SELECTED PASSAGE:
--- START ---

On Monday, Burnham stood among dignitaries from the Forbidden City's Palace Museum to unveil the refurbishment of one of the most historically important interiors to survive from China's imperial past.

The tiny two-story lodge known as Juanqinzhai, a window into the private world of one of the Middle Kingdom's most artistic emperors, will soon be open to the public.

The $3-million restoration, which took nearly a decade to complete, marks an extraordinary partnership of Chinese artisans and Western expertise -- a rare instance in which China sought foreign assistance and know-how to restore one of its precious historical treasures.

The results have been so successful that the World Monuments Fund, a private, nonprofit New York-based preservation group, is extending its alliance with Chinese cultural officials to restore the Qianlong Garden's 26 other pavilions and four courtyards.

The face-lift's first phase involved detailed excavations of the studio's interior, trips to the U.S. by Palace Museum staff for strategy sessions and a nationwide search in China for artisans capable of the delicate renovations.

"None of us had any kind of road map. Neither the Chinese nor the American side had any experience with this specific type of restoration," said Nancy Berliner, the curator of Chinese art at the Peabody Essex Museum in Salem, Mass.

The Juanqinzhai studio, a two-acre private retreat nestled in the northeastern corner of the Forbidden City, was built in the 1770s by the Qing dynasty Emperor Qianlong for personal use after his retirement.

He called it the "Studio of Exhaustion From Diligent Service."

Its construction occurred when China was engaged with the West in trade and the exchange of aesthetics and ideas. In 1793, Qianlong received a delegation from the court of Britain's George III.

--- END ---

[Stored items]
--- START ---

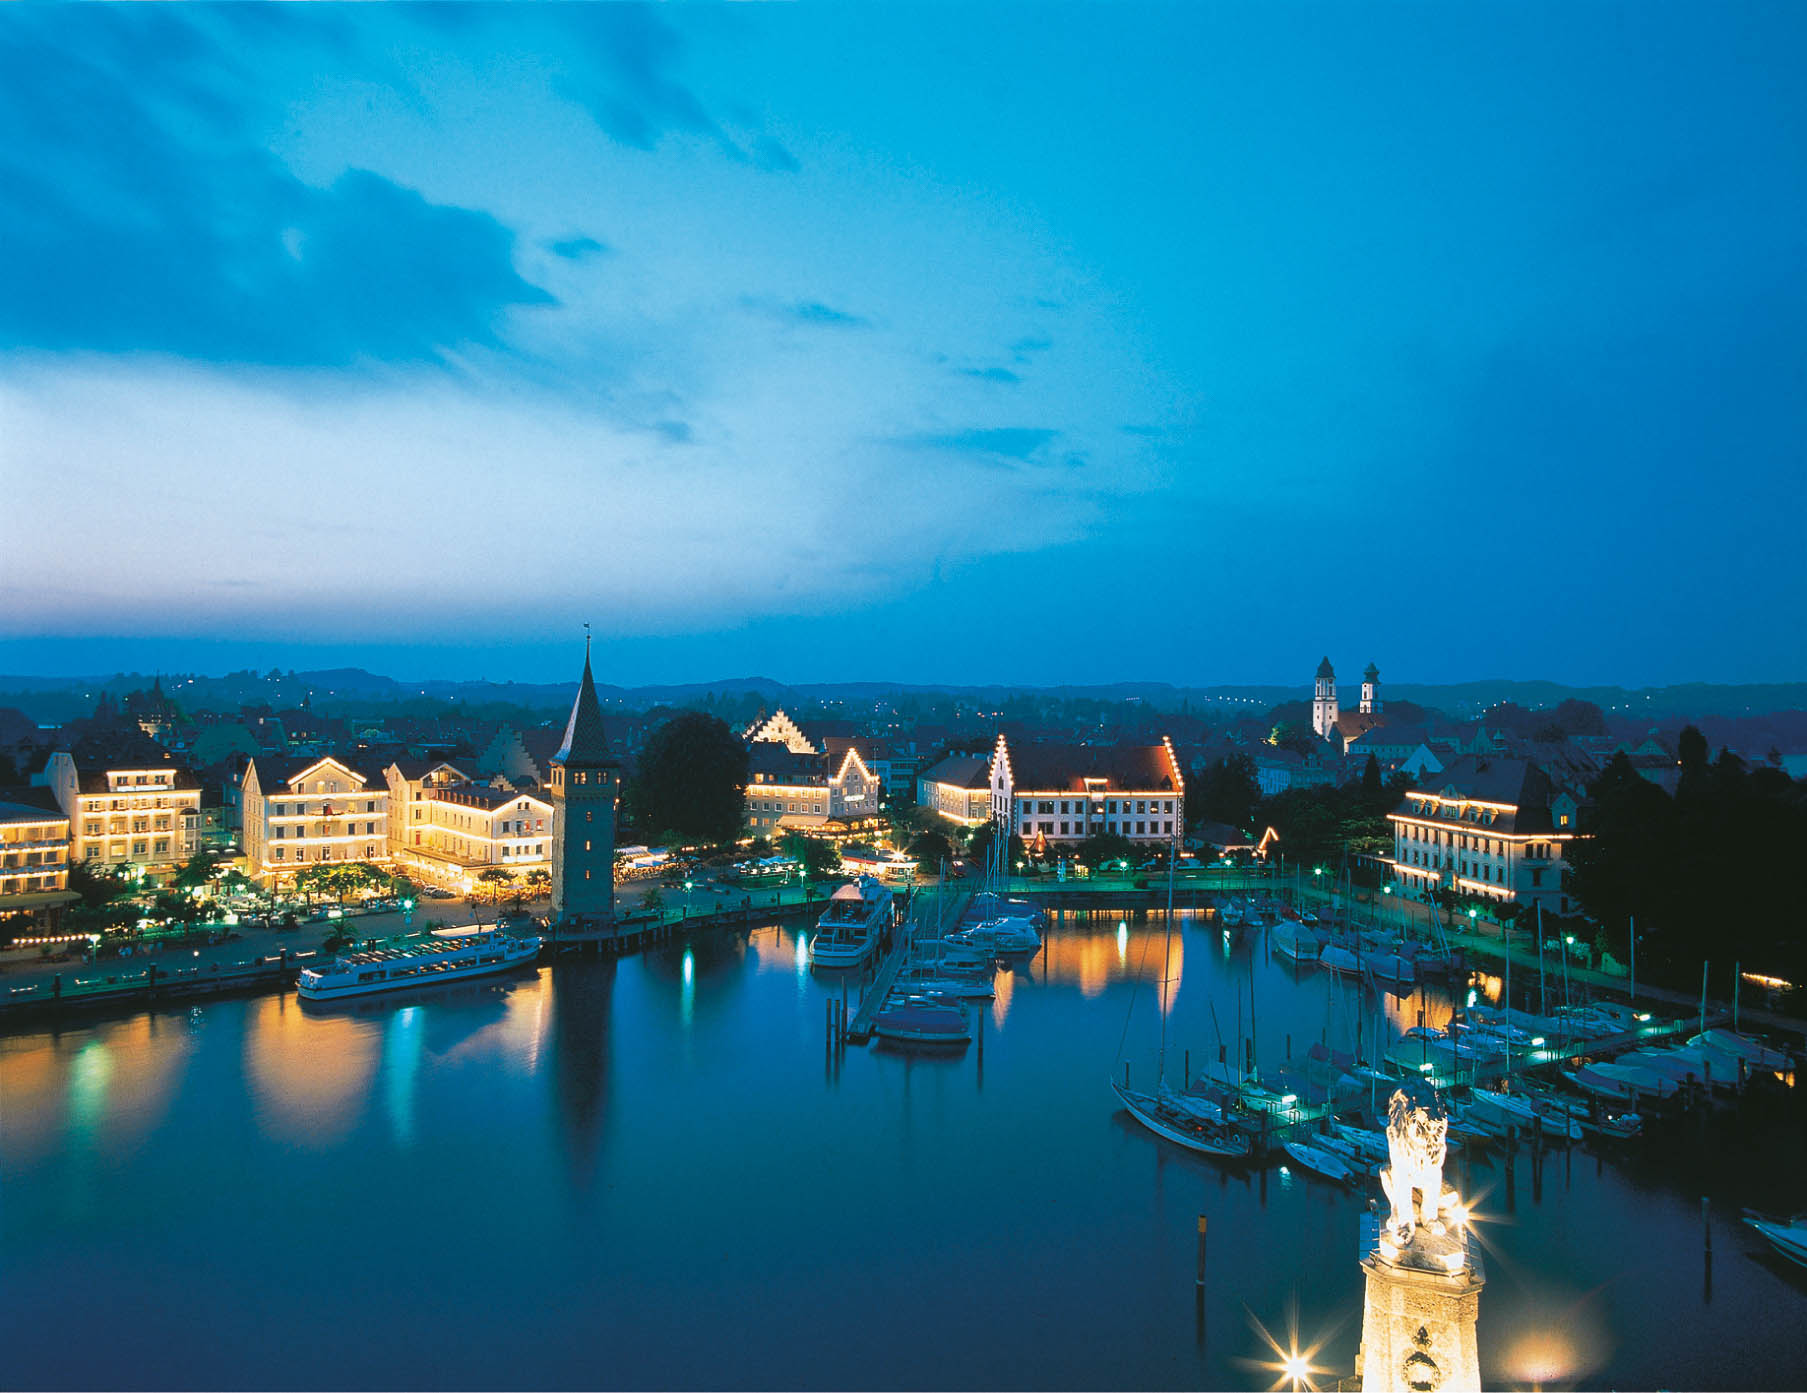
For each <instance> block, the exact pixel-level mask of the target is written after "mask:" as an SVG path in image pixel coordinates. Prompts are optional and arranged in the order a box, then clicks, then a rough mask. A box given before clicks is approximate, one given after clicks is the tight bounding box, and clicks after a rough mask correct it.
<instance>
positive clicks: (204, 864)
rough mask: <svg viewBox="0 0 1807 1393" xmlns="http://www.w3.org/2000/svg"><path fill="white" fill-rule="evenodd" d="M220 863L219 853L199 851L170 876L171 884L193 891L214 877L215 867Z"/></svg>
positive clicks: (178, 886)
mask: <svg viewBox="0 0 1807 1393" xmlns="http://www.w3.org/2000/svg"><path fill="white" fill-rule="evenodd" d="M217 865H219V853H213V851H197V853H195V855H193V856H190V858H188V860H186V862H183V867H181V869H179V871H177V873H175V874H173V876H170V885H172V887H173V889H179V891H193V889H199V887H201V885H206V883H208V882H210V880H211V878H213V869H215V867H217Z"/></svg>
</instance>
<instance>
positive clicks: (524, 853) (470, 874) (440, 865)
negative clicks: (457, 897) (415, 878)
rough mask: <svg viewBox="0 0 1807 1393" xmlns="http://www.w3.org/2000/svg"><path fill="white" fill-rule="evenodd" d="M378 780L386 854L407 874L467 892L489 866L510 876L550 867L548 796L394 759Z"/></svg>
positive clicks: (410, 762) (426, 765)
mask: <svg viewBox="0 0 1807 1393" xmlns="http://www.w3.org/2000/svg"><path fill="white" fill-rule="evenodd" d="M383 777H385V779H387V784H389V827H390V837H389V855H390V856H392V858H394V862H396V864H398V865H399V867H403V869H405V871H407V873H408V874H412V876H416V878H421V880H425V882H428V883H432V885H443V887H445V889H454V891H468V889H472V887H473V885H475V883H477V874H479V873H482V871H486V869H490V867H501V869H504V871H510V873H511V874H513V876H515V878H517V880H519V878H522V876H524V874H526V873H528V871H533V869H540V871H549V869H551V838H553V806H551V800H548V799H542V797H538V795H533V793H519V791H515V790H508V788H493V786H490V784H473V782H470V781H468V779H464V775H463V771H461V770H459V768H457V766H454V764H446V762H432V764H428V762H426V761H396V762H394V764H390V766H389V768H387V770H383Z"/></svg>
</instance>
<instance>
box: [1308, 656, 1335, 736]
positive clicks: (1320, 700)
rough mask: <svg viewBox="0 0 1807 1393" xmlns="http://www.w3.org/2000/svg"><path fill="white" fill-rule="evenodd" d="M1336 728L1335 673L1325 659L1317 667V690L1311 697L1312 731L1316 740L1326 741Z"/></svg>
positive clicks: (1327, 660) (1329, 664) (1328, 660)
mask: <svg viewBox="0 0 1807 1393" xmlns="http://www.w3.org/2000/svg"><path fill="white" fill-rule="evenodd" d="M1335 728H1337V672H1335V668H1334V667H1330V659H1328V658H1325V661H1321V663H1319V665H1317V690H1315V694H1314V696H1312V730H1315V732H1317V739H1321V741H1328V739H1330V735H1332V734H1335Z"/></svg>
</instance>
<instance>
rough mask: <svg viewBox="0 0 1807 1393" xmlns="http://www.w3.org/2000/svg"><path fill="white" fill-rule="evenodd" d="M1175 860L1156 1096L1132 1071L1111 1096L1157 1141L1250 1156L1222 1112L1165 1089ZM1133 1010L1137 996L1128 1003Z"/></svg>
mask: <svg viewBox="0 0 1807 1393" xmlns="http://www.w3.org/2000/svg"><path fill="white" fill-rule="evenodd" d="M1173 860H1175V858H1173V856H1171V855H1169V858H1167V932H1166V940H1164V943H1162V963H1160V1062H1158V1070H1156V1079H1155V1091H1153V1093H1142V1091H1137V1089H1133V1088H1129V1066H1128V1064H1126V1066H1124V1077H1122V1080H1120V1082H1119V1080H1117V1079H1111V1093H1115V1095H1117V1100H1119V1102H1120V1104H1122V1106H1124V1109H1126V1111H1128V1113H1129V1117H1133V1118H1135V1120H1137V1122H1140V1124H1142V1126H1144V1127H1147V1129H1149V1131H1151V1133H1155V1135H1156V1136H1164V1138H1166V1140H1169V1142H1173V1144H1175V1145H1184V1147H1185V1149H1187V1151H1202V1153H1203V1155H1207V1156H1225V1158H1234V1156H1247V1155H1249V1151H1250V1142H1249V1136H1247V1135H1245V1133H1240V1131H1236V1129H1234V1127H1229V1126H1225V1122H1223V1111H1222V1109H1220V1108H1218V1106H1216V1104H1212V1102H1211V1100H1207V1099H1194V1097H1189V1095H1185V1093H1178V1091H1175V1089H1171V1088H1167V983H1169V977H1167V968H1169V963H1171V961H1173ZM1129 1006H1131V1010H1133V1008H1135V994H1133V992H1131V999H1129Z"/></svg>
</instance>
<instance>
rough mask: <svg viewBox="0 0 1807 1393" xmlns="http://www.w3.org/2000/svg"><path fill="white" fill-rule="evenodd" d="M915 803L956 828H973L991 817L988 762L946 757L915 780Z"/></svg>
mask: <svg viewBox="0 0 1807 1393" xmlns="http://www.w3.org/2000/svg"><path fill="white" fill-rule="evenodd" d="M916 804H918V806H920V808H927V809H929V811H931V813H936V815H938V817H943V818H947V820H949V822H952V824H954V826H956V827H976V826H979V824H981V822H987V820H990V815H992V761H990V759H987V757H985V755H949V757H947V759H943V761H941V762H940V764H936V766H934V768H932V770H927V771H925V773H923V775H922V777H920V779H918V781H916Z"/></svg>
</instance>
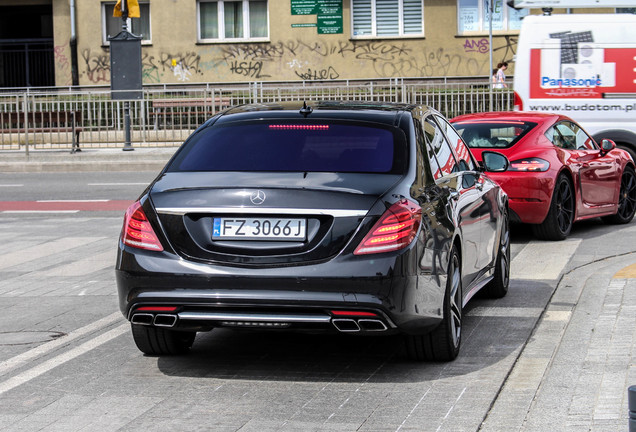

--- END ---

PROBLEMS TO SOLVE:
A - Reproduce word for word the part of the passage on the Juanqinzhai restoration starting with "The $3-million restoration, which" and going on through "and four courtyards.".
B - According to the passage on the Juanqinzhai restoration, how long did the restoration take to complete?

ANSWERS FOR THE EXERCISE:
A -
The $3-million restoration, which took nearly a decade to complete, marks an extraordinary partnership of Chinese artisans and Western expertise -- a rare instance in which China sought foreign assistance and know-how to restore one of its precious historical treasures.

The results have been so successful that the World Monuments Fund, a private, nonprofit New York-based preservation group, is extending its alliance with Chinese cultural officials to restore the Qianlong Garden's 26 other pavilions and four courtyards.

B - Nearly a decade.